■ **ASSIGNED TASK**:
Each entry below must be repeated word for word.

■ **Region pointing data**:
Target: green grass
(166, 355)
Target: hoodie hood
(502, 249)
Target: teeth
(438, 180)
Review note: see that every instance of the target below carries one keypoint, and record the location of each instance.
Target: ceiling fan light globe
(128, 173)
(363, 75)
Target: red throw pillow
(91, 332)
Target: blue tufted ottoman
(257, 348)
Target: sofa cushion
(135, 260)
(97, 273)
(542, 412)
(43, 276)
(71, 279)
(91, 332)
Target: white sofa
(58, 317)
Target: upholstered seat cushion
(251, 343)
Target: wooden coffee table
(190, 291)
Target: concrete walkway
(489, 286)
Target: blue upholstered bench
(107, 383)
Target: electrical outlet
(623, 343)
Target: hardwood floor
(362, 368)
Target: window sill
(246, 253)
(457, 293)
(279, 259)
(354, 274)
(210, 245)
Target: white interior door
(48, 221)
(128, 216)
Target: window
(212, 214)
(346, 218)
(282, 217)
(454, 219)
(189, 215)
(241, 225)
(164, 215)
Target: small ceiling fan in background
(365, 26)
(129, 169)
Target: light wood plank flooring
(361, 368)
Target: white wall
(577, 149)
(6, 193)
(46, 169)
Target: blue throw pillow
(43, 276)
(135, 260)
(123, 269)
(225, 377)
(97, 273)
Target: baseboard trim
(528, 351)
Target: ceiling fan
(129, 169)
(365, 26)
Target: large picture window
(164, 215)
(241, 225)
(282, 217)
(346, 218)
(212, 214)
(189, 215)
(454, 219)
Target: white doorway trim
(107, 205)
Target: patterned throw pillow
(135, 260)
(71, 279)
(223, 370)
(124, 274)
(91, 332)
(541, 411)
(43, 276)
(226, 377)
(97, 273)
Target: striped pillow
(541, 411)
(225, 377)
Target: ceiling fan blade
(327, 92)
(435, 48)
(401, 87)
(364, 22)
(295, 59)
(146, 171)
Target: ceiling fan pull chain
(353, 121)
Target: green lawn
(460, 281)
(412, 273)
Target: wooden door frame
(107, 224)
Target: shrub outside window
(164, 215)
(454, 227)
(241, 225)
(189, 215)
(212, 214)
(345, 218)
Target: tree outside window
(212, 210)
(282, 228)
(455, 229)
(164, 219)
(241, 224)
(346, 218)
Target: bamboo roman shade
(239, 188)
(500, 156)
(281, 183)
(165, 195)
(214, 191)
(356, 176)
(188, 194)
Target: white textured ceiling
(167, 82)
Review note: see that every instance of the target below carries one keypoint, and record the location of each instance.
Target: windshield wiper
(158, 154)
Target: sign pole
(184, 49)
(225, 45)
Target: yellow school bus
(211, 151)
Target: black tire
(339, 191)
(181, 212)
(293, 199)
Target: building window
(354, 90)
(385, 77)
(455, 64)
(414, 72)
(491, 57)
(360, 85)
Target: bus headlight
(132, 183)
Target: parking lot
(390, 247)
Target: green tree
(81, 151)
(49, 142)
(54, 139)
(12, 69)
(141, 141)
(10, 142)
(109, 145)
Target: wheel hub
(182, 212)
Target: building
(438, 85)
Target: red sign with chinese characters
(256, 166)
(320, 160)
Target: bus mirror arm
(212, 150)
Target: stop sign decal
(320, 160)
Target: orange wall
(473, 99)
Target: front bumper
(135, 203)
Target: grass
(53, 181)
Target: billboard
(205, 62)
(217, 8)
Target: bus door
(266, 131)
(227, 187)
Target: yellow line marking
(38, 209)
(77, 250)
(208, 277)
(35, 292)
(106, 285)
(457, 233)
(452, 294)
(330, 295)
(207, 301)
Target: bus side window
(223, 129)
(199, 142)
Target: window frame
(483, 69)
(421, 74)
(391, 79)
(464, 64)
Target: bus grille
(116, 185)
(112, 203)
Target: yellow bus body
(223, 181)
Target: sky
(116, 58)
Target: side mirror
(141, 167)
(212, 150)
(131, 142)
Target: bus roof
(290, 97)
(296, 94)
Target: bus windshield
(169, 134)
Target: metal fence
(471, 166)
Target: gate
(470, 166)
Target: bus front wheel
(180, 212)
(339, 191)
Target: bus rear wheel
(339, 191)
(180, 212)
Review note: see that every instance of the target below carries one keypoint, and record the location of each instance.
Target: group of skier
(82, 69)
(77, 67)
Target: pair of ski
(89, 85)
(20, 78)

■ **TASK RESULT**:
Target: green grass
(166, 355)
Target: hoodie hood
(502, 249)
Target: teeth
(438, 180)
Review note: see that every instance of the target below carries one keypoint, and record the location of each instance.
Target: ceiling fan light globe
(128, 173)
(363, 75)
Target: red throw pillow
(91, 332)
Target: blue tufted ottoman
(257, 348)
Target: sofa cushion
(135, 260)
(97, 273)
(542, 412)
(43, 276)
(71, 279)
(91, 332)
Target: white sofa
(58, 317)
Target: upholstered seat cushion
(251, 343)
Target: wooden coffee table
(190, 291)
Target: concrete walkway
(489, 286)
Target: blue upholstered bench
(107, 383)
Target: electrical outlet
(623, 343)
Target: hardwood floor
(362, 368)
Target: window sill
(246, 253)
(457, 293)
(279, 259)
(354, 274)
(210, 245)
Target: white interior door
(48, 221)
(128, 216)
Target: window
(212, 214)
(346, 218)
(282, 217)
(454, 219)
(189, 215)
(241, 225)
(164, 215)
Target: small ceiling fan in background
(365, 26)
(129, 169)
Target: light wood plank flooring
(361, 368)
Target: white wall
(577, 149)
(6, 193)
(46, 169)
Target: blue throw pillow
(43, 276)
(135, 260)
(123, 269)
(225, 377)
(97, 273)
Target: baseboard trim
(528, 351)
Target: ceiling fan
(129, 169)
(365, 26)
Target: large picture window
(164, 215)
(241, 225)
(282, 217)
(346, 218)
(212, 214)
(189, 215)
(454, 219)
Target: white doorway trim
(107, 205)
Target: patterned throw pillow
(135, 260)
(71, 279)
(223, 370)
(124, 274)
(91, 332)
(541, 411)
(43, 276)
(226, 377)
(97, 273)
Target: striped pillow
(541, 411)
(225, 377)
Target: ceiling fan blade
(327, 92)
(435, 48)
(401, 87)
(364, 22)
(295, 59)
(146, 171)
Target: ceiling fan pull chain
(353, 121)
Target: green lawn
(460, 281)
(412, 273)
Target: wooden door frame
(107, 224)
Target: shrub outside window
(164, 215)
(454, 227)
(241, 225)
(189, 215)
(212, 214)
(345, 218)
Target: tree outside window
(212, 210)
(282, 228)
(455, 229)
(164, 219)
(241, 224)
(346, 218)
Target: bamboo roman shade
(239, 188)
(500, 156)
(281, 183)
(165, 195)
(214, 191)
(356, 176)
(188, 194)
Target: white textured ceiling
(167, 82)
Review note: see that every instance of the target below carries one keypoint, and record the location of each instance.
Target: windshield wiper
(158, 154)
Target: sign pole
(184, 49)
(225, 45)
Target: yellow school bus
(211, 151)
Target: black tire
(339, 191)
(181, 212)
(293, 199)
Target: building window
(354, 90)
(385, 77)
(455, 64)
(414, 72)
(491, 57)
(360, 85)
Target: bus headlight
(132, 183)
Target: parking lot
(390, 247)
Target: green tree
(81, 151)
(49, 142)
(54, 139)
(12, 69)
(141, 141)
(10, 142)
(109, 145)
Target: wheel hub
(182, 212)
Target: building
(438, 85)
Target: red sign with chinese characters
(256, 166)
(320, 160)
Target: bus mirror arm
(212, 150)
Target: stop sign decal
(320, 160)
Target: orange wall
(473, 99)
Target: front bumper
(135, 203)
Target: grass
(53, 181)
Target: billboard
(205, 62)
(217, 8)
Target: bus door
(266, 131)
(227, 187)
Target: yellow line marking
(38, 209)
(77, 250)
(208, 277)
(35, 292)
(106, 285)
(457, 233)
(452, 294)
(330, 295)
(207, 301)
Target: bus side window
(223, 129)
(199, 142)
Target: window frame
(483, 69)
(421, 74)
(391, 79)
(464, 64)
Target: bus grille
(116, 185)
(112, 203)
Target: yellow bus body
(223, 181)
Target: sky
(116, 58)
Target: side mirror
(141, 167)
(212, 150)
(131, 142)
Target: bus roof
(290, 97)
(296, 94)
Target: bus windshield
(169, 134)
Target: metal fence
(471, 166)
Target: gate
(470, 166)
Target: bus front wheel
(180, 212)
(339, 191)
Target: bus rear wheel
(339, 191)
(180, 212)
Review note: see that every instance of the target below carries one keypoint, and record the location of each instance.
Target: group of skier
(82, 69)
(77, 67)
Target: pair of ski
(89, 85)
(20, 78)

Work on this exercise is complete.